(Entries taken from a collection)
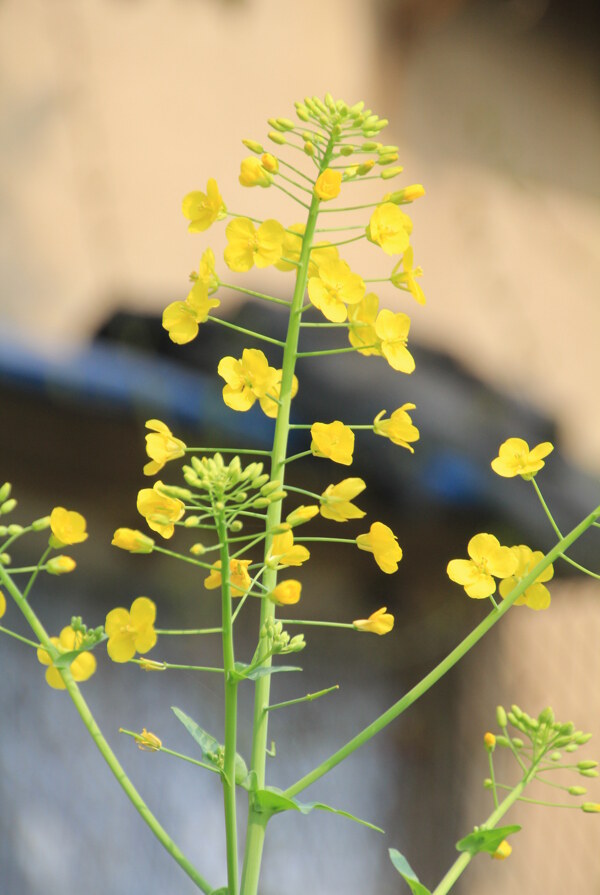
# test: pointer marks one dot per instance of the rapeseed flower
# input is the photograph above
(131, 631)
(67, 526)
(389, 228)
(383, 544)
(398, 428)
(203, 209)
(488, 559)
(334, 288)
(336, 500)
(249, 246)
(328, 184)
(536, 596)
(82, 667)
(333, 440)
(132, 540)
(160, 511)
(161, 446)
(515, 458)
(239, 579)
(393, 329)
(379, 622)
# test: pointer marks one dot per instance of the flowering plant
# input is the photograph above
(253, 535)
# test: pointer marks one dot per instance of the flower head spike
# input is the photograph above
(336, 500)
(328, 185)
(407, 279)
(131, 631)
(67, 526)
(82, 667)
(389, 228)
(393, 329)
(283, 551)
(160, 511)
(239, 579)
(536, 596)
(383, 544)
(203, 209)
(248, 247)
(398, 428)
(488, 559)
(161, 446)
(515, 458)
(333, 440)
(379, 622)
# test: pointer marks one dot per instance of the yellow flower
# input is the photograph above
(407, 279)
(68, 527)
(181, 319)
(488, 559)
(379, 622)
(361, 331)
(503, 851)
(336, 500)
(334, 288)
(286, 593)
(248, 247)
(398, 428)
(60, 565)
(328, 184)
(203, 209)
(389, 228)
(133, 540)
(82, 667)
(291, 247)
(248, 379)
(161, 446)
(283, 551)
(515, 458)
(239, 579)
(383, 544)
(253, 173)
(393, 329)
(131, 631)
(333, 440)
(161, 512)
(536, 596)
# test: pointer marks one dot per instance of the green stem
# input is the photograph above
(445, 665)
(103, 747)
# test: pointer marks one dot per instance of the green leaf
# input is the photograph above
(273, 800)
(486, 840)
(407, 873)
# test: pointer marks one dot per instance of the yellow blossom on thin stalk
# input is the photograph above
(203, 209)
(536, 596)
(336, 500)
(161, 446)
(160, 511)
(488, 559)
(248, 246)
(383, 544)
(398, 428)
(379, 622)
(82, 667)
(239, 579)
(67, 526)
(333, 440)
(131, 631)
(515, 458)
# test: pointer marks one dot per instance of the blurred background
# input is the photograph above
(111, 111)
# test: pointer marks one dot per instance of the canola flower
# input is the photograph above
(81, 668)
(131, 631)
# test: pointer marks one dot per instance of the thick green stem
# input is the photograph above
(445, 665)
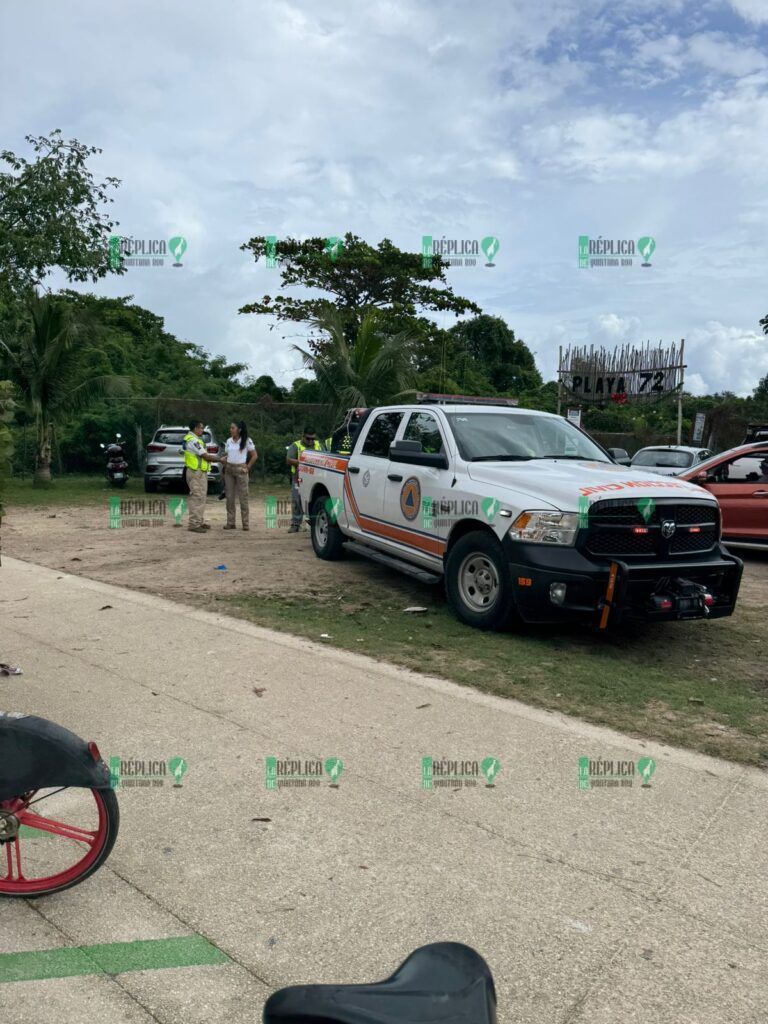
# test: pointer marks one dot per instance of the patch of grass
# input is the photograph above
(700, 685)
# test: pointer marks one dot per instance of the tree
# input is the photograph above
(507, 361)
(6, 441)
(373, 371)
(47, 364)
(51, 215)
(357, 276)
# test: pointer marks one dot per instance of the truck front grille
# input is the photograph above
(646, 528)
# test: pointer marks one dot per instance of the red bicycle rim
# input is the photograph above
(12, 879)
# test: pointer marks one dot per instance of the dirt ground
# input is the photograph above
(172, 562)
(169, 561)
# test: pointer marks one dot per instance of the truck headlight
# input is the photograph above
(545, 527)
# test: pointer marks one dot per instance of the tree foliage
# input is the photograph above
(52, 214)
(355, 278)
(48, 365)
(374, 370)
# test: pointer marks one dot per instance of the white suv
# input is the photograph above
(165, 459)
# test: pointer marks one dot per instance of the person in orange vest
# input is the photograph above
(197, 463)
(307, 440)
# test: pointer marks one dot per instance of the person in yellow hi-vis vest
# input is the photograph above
(197, 463)
(307, 440)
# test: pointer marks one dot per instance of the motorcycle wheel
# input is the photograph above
(18, 858)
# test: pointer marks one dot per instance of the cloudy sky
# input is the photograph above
(531, 122)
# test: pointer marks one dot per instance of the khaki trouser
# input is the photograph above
(236, 484)
(198, 483)
(296, 509)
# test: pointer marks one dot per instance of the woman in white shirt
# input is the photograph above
(240, 455)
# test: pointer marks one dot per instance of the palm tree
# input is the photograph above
(372, 372)
(46, 364)
(6, 442)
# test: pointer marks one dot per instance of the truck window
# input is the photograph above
(745, 469)
(423, 427)
(381, 434)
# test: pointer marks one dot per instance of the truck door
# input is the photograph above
(367, 472)
(418, 500)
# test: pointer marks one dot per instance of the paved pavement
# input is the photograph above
(639, 905)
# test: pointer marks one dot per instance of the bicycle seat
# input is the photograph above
(441, 983)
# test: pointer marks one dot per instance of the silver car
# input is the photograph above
(165, 459)
(669, 460)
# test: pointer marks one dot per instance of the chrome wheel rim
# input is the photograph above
(478, 582)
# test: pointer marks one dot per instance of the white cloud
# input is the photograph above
(399, 119)
(752, 10)
(726, 358)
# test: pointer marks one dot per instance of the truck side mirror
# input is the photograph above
(621, 456)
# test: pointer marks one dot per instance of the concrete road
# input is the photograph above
(639, 905)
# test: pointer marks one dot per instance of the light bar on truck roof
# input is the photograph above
(428, 398)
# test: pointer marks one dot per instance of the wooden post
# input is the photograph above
(680, 393)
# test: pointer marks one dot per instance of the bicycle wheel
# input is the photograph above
(46, 853)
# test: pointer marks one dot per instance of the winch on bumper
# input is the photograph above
(620, 569)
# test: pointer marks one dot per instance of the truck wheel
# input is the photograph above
(478, 584)
(328, 540)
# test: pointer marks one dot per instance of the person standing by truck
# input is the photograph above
(240, 455)
(307, 440)
(197, 463)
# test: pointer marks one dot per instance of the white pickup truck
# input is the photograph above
(523, 516)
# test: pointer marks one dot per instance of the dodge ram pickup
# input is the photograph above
(522, 515)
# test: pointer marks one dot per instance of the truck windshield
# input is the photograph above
(517, 436)
(663, 458)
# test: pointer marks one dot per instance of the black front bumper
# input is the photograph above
(604, 592)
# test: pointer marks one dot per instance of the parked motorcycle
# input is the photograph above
(441, 982)
(58, 814)
(117, 465)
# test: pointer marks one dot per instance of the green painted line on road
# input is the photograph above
(110, 957)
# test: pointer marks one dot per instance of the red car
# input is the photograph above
(739, 481)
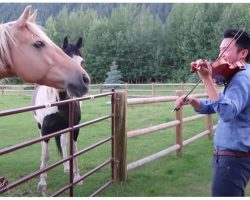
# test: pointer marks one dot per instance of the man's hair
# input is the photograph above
(243, 42)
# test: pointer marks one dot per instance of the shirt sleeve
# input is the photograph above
(235, 98)
(206, 107)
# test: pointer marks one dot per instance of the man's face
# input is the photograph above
(232, 54)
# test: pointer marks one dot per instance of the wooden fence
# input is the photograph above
(120, 102)
(132, 90)
(177, 123)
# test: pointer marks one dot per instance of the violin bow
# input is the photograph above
(234, 39)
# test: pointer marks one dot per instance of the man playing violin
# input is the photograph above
(231, 161)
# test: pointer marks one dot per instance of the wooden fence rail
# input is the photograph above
(132, 90)
(177, 123)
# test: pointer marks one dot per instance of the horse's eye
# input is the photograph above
(83, 63)
(39, 44)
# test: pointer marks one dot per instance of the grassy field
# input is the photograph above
(188, 175)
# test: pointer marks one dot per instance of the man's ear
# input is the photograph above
(32, 18)
(24, 16)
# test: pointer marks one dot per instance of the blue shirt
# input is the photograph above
(233, 108)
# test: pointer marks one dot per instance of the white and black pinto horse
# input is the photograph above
(56, 118)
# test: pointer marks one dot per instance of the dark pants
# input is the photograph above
(230, 176)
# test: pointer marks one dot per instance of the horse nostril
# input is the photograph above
(86, 79)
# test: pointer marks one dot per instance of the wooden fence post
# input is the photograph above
(126, 89)
(209, 125)
(120, 136)
(100, 88)
(179, 127)
(153, 89)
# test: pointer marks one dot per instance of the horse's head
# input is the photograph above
(27, 52)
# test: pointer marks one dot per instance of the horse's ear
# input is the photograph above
(79, 43)
(24, 17)
(65, 42)
(32, 18)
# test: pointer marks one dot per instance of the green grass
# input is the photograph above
(188, 175)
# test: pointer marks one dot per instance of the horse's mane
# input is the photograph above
(7, 33)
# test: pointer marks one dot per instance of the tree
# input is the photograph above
(114, 75)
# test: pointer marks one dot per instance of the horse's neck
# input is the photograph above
(3, 71)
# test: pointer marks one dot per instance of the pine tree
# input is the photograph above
(114, 75)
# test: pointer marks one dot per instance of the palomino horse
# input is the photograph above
(57, 118)
(27, 52)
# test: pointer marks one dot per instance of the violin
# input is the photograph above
(221, 70)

EXERCISE GOAL: Beginning at the line that holds "# test: pointer marks one dot per instance of the grassy", reproduce each line of the records above down to and including the last one.

SOLUTION TO THIS PROBLEM:
# test: pointer marks one dot per instance of the grassy field
# input is the photograph above
(188, 175)
# test: pointer marks one dot per instance of the man's ear
# input is the photograph above
(32, 18)
(24, 16)
# test: pointer marks one dot per instance of the blue shirt
# input is the photograph above
(233, 108)
# test: pointer marks one dot per instance of the white and black pinto horse
# input is the photograph above
(56, 118)
# test: pointer marks one dot per instance of the dark pants
# input is the photograph above
(230, 176)
# test: pointer marks one dot per instance of the horse nostril
# input is the photograph above
(86, 79)
# test: pointer marks one dot per instance of the wooden fence post
# input is the photograph above
(126, 89)
(209, 125)
(120, 136)
(100, 88)
(179, 127)
(153, 89)
# test: pointer marks one dot per instance of the horse's head
# input is the photograph above
(27, 52)
# test: pointer marks one dot per instance of the horse's ear
# input is the photograph above
(79, 43)
(24, 17)
(65, 42)
(32, 18)
# test: pointer marks one dot per instance of the green grass
# input is the photograph above
(188, 175)
# test: pointer marks one dot per instance of the horse's mane
# input is the photograph above
(7, 33)
# test: pointer marks one dot per instance of the tree
# input is the photograph above
(114, 75)
# test: pointer marks one dot per instance of the horse's neck
# input is the photograph above
(3, 71)
# test: pointer marks one dot per instance of the pine tree
# input is the photograph above
(114, 75)
# test: pointer marks one dot per instance of the palomino horse
# input is the photograph above
(57, 118)
(27, 52)
# test: pointer marks one dot per instance of the violin
# input is the photograph above
(221, 70)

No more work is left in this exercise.